Required actions =
a. Reproduce the portable radio station text word for word, from "My next entry" up to and including "minutes (by myself).".
b. Answer these questions using the portable radio station text:
(i) At which two stores did the writer pick up the rest of the needed parts?
(ii) Which hamfest does the writer hope to bring the finished setup to?
(iii) What does the text say a screwdriver antenna does?
c. Continue the portable radio station text from its last sentence onward.

I’ve had a very busy weekend that kept me away from working on my portable design much. I was able to stop by HRO and Frys and get the rest of the parts I needed.

My next entry will dig into selecting a case to haul this gear around and some quick and dirty mounting of the circuit shown. I’ll likely build something out of wood and 3D printed parts initially and think about a more permanent solution if that attempt doesn’t turn out to be good enough.

Not sure when that will happen, since next weekend will be keep me even busier then the last. Hopefully, I’ll have it all done by the end of the month and I can take it with me to the Belton hamfest.

Next step in my quest to be portable – the antenna

The antenna is easily the second most important component of a portable station and unfortunately it is also the area that is most easy to compromise on. I wanted to have one that would support multiple bands and yet still be small and flexible enough to carry with me and set up in minutes (by myself).

There are a number of types of antennas that may fit that bill:

  • A long wire – They are low cost and easily to transport but they require an antenna tuner, lots of room. They are not all that easy to set up, since you’d need to be in location with tall structures or trees and some way to get the wire into the air.
  • A multiband wire antenna (like a G5RV) – These have some of the same issues as the long wire although they shouldn’t require an antenna tuner.
  • Mobile antennas – Little verticals are easy to switch out. Carrying around the various antenna resonators to support the bands would be a bit unwieldy. Verticals can be set up quickly but the costs can quickly add up if you want to work on multiple bands. Small verticals like this are always a compromise on performance as well. An alternative is a screwdriver antenna that adjusts to support multiple bands.

Entries supplied =
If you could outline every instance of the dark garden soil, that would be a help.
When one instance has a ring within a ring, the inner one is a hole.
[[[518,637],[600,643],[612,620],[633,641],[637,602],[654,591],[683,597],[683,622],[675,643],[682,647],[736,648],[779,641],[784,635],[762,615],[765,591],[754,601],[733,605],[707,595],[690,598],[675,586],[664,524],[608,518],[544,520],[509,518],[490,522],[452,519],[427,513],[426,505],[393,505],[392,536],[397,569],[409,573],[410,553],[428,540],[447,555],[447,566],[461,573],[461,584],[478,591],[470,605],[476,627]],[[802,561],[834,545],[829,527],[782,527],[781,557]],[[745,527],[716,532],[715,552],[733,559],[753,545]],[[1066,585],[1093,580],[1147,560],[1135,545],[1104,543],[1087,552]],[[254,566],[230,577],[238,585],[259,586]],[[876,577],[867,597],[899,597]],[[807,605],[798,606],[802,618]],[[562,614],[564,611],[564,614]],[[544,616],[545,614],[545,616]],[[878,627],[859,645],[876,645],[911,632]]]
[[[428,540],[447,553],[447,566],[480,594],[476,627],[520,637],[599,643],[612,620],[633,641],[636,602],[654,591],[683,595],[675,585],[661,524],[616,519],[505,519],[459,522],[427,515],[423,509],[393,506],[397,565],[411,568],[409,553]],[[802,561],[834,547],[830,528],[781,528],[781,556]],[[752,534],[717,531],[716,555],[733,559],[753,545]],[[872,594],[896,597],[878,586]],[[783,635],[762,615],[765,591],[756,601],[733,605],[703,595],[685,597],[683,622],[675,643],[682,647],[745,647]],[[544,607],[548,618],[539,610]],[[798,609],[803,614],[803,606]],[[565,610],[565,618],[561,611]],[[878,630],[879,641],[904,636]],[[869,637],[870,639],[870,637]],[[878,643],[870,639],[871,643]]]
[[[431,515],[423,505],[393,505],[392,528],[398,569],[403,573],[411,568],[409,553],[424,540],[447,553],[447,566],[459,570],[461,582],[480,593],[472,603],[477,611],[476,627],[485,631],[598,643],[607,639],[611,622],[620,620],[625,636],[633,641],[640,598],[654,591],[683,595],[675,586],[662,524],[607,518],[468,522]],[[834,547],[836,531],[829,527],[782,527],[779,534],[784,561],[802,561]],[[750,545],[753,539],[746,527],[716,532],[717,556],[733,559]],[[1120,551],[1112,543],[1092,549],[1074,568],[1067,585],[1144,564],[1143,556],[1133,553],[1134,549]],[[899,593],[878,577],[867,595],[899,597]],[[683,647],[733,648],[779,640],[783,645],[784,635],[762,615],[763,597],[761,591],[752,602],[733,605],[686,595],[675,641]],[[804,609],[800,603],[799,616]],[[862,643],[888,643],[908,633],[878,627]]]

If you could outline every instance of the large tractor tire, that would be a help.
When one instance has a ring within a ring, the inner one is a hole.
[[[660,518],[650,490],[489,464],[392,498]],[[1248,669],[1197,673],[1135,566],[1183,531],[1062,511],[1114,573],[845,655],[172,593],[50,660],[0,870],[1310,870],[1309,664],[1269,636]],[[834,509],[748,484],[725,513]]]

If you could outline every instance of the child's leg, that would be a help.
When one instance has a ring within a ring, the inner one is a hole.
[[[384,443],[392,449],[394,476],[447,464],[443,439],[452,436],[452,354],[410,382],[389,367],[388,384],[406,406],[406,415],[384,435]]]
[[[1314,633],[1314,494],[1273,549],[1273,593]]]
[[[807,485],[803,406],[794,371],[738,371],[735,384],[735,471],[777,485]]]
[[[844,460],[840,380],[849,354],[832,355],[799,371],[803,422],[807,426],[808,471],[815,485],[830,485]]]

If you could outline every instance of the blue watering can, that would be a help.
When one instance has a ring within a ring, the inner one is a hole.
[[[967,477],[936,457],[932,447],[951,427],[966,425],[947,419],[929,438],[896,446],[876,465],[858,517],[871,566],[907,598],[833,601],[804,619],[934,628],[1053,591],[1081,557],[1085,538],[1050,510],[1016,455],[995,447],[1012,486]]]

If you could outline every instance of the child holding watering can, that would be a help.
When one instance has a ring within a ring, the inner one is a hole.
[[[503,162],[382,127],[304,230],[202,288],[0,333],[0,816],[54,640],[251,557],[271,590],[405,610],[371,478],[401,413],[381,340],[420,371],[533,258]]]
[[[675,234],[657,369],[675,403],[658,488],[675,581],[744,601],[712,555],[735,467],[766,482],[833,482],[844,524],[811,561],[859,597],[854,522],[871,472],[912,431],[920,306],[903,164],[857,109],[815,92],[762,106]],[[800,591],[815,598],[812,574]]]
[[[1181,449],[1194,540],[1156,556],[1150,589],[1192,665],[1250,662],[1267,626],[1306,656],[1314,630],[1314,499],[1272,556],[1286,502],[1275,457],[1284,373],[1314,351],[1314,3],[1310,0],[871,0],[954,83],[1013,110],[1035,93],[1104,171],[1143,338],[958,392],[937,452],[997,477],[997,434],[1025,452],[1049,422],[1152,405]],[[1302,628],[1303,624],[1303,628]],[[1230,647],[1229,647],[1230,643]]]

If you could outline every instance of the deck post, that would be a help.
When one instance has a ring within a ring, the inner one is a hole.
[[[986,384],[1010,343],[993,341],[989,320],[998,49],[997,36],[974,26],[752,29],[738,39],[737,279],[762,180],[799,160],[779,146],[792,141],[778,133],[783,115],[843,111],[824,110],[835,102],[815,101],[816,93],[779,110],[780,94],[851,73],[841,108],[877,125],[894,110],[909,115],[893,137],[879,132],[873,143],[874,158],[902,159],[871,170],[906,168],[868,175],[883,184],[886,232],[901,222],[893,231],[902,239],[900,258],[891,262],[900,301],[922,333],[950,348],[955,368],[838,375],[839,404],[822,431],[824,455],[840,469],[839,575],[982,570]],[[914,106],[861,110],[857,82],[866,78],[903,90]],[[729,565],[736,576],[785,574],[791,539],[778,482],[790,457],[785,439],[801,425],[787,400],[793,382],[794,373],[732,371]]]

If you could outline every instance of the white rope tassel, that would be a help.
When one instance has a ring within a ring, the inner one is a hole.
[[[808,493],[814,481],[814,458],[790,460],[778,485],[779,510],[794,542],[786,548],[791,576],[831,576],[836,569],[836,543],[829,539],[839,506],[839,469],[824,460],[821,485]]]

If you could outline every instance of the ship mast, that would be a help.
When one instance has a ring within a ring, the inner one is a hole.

Answer set =
a.
My next entry will dig into selecting a case to haul this gear around and some quick and dirty mounting of the circuit shown. I’ll likely build something out of wood and 3D printed parts initially and think about a more permanent solution if that attempt doesn’t turn out to be good enough.

Not sure when that will happen, since next weekend will be keep me even busier then the last. Hopefully, I’ll have it all done by the end of the month and I can take it with me to the Belton hamfest.

Next step in my quest to be portable – the antenna

The antenna is easily the second most important component of a portable station and unfortunately it is also the area that is most easy to compromise on. I wanted to have one that would support multiple bands and yet still be small and flexible enough to carry with me and set up in minutes (by myself).

b.
(i) HRO and Frys
(ii) The Belton hamfest
(iii) It adjusts to support multiple bands.

c.
  • Buddipole – I’ve known a number of hams over the years who have purchase these. They are not cheap but they do work on everything from 40M up through 2M with the default configuration. They are light (9.5 lbs.) and easy to carry. If you get the deluxe package, you get a tripod to mount the antenna on and pretty much everything you need. The antenna can be set up in minutes and it seems like the ideal solution for my needs.

I am sure there are others that I’ve missed but those are the alternatives I investigated.

I eventually ended up getting the Buddipole and hope to put it through its paces on the September VHF contest this weekend – more on that later.


Just to round out this post about antennas I’ll add: I heard the other day about two antennas getting married. The wedding was nothing to call home about, but the reception was amazing.

The choice of radio

7100Probably the most important decision when pulling together a mobile station is the radio. You need to understand what you want to do with it and the radios capabilities.. I was looking for one that could handle HF, VHF and be all mode.

For about the last decade the only radios I’ve had were ICOM radios. The most versatile ICOM radio I could find that aligned to what I want to do is the IC-7100.

This radio is fairly small with a separate control head that can  be mounted in a range of positions, away from the box that does the heavy lifting. It can transmit across a wide range of ham bands and modes (CW, SSB, digital and FM), that I am interested. At home, I operate mostly digital but I think single sideband will be more common when operating portable. That’s also the mode most of the mobile stations I hear run on 17M. Hopefully the bands will behave well enough to keep 17M open for a while, since it is a great band that balances antenna size and propagation.

One thing intimidating thing about this radio is the instruction manual. It probably weighs in more than the radio, if you print it out. The 7100 is complex and wonderful, where all the buttons have multiple functions and it has a touch screen as well. It is definitely going to take a while to get comfortable operating this thing.

I was able to load in all the DSTAR repeaters in the world on the SD card and program numerous repeaters across north, central and southern Texas as well as a few of my favorite HF frequencies. I did end up buying some software to help load up the frequencies though.

I’ll have to go into the details a bit more in future posts but this is enough to get started.